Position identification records
[start]

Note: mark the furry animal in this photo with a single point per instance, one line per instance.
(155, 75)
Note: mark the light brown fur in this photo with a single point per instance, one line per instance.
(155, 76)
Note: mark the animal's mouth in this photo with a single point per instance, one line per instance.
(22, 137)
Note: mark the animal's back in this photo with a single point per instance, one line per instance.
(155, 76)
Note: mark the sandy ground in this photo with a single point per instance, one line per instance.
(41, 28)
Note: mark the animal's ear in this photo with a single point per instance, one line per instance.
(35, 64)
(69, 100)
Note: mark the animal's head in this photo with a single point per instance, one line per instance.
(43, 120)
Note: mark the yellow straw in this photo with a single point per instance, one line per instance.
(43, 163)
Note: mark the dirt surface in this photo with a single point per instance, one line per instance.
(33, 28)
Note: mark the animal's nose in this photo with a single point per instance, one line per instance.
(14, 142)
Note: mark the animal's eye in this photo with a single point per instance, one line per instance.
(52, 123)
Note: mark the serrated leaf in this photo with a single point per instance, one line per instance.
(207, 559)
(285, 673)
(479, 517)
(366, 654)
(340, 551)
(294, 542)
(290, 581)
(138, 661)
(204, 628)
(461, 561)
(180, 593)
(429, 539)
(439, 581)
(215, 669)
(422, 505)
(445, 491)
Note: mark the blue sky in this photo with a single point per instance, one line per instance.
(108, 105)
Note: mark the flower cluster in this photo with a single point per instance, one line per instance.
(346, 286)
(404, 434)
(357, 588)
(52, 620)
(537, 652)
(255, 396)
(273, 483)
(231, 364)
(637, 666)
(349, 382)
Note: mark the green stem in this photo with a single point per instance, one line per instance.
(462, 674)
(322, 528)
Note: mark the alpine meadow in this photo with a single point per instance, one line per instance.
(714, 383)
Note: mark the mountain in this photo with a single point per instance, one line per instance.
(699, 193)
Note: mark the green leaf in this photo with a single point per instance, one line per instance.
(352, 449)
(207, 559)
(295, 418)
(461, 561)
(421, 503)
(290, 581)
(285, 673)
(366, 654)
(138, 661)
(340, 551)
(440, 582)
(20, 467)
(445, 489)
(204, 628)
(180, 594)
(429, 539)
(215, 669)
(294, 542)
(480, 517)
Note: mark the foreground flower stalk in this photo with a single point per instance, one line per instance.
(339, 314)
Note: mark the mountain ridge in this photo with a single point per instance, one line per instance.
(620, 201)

[end]

### [Written problem]
Convert every line of the records above into a numbered list, leaving out any blank lines.

### [Solution below]
1. Note: mark the furry animal in this photo with a single point per instance, one line per instance.
2. (155, 75)
3. Note: mark the light brown fur in this photo with a single point per instance, one line per instance.
4. (155, 76)
5. Note: mark the animal's mouth in this photo with a single point per instance, one line per instance.
6. (22, 137)
7. Note: mark the animal's back in this photo with a single point per instance, one line per instance.
8. (155, 76)
9. Note: mark the sandy ground in this photo with a single point per instance, one line per instance.
10. (41, 28)
11. Note: mark the animal's ear in this photo with a single point per instance, one line per instance.
12. (35, 64)
13. (69, 100)
14. Note: mark the animal's head in this photo with a single point per instance, one line per instance.
15. (43, 120)
16. Note: mark the yellow straw in this photo with a single point per instance, one line per instance.
17. (43, 163)
18. Note: mark the dirt surface in this photo with a single point per instance, one line per instance.
19. (33, 28)
20. Note: mark the animal's nose in this photo with a single point per instance, one line per instance.
21. (14, 142)
22. Note: mark the animal's eye in this photo with a single point per instance, one line per instance.
23. (52, 123)
24. Note: mark the serrated leaf in this photo with a single point per instance, one line per instance.
25. (207, 559)
26. (285, 673)
27. (479, 517)
28. (366, 654)
29. (340, 551)
30. (294, 542)
31. (290, 581)
32. (138, 661)
33. (204, 628)
34. (461, 561)
35. (180, 593)
36. (429, 539)
37. (439, 581)
38. (215, 669)
39. (422, 505)
40. (445, 491)
41. Note: mark the blue sky in this photo with a single point per instance, one line per instance.
42. (108, 105)
43. Note: mark the flower cluster in this photo with a single point per instance, one line per instance.
44. (346, 286)
45. (404, 434)
46. (357, 588)
47. (52, 620)
48. (537, 652)
49. (255, 396)
50. (273, 483)
51. (231, 364)
52. (637, 666)
53. (349, 382)
54. Note: mark the green stem in this photo with a single point per instance, one line per instance.
55. (462, 674)
56. (322, 528)
57. Note: mark the alpine meadow in this photo with a single point per instance, one line per instance.
58. (714, 383)
59. Note: mark the mountain in this photo with a single point per instance, one line per instance.
60. (699, 193)
61. Note: mark the green leaf in this photo with a single point per instance, one line per instance.
62. (352, 449)
63. (207, 559)
64. (295, 418)
65. (461, 561)
66. (421, 503)
67. (290, 581)
68. (285, 673)
69. (366, 654)
70. (138, 661)
71. (340, 551)
72. (440, 582)
73. (20, 467)
74. (445, 489)
75. (204, 628)
76. (180, 594)
77. (429, 539)
78. (215, 669)
79. (294, 542)
80. (480, 517)
81. Note: mark the foreground flower stalk in this photo with a single point per instance, one line per instance.
82. (339, 314)
83. Note: mark the mountain ridge in this photo with a single point per instance, one line per instance.
84. (620, 201)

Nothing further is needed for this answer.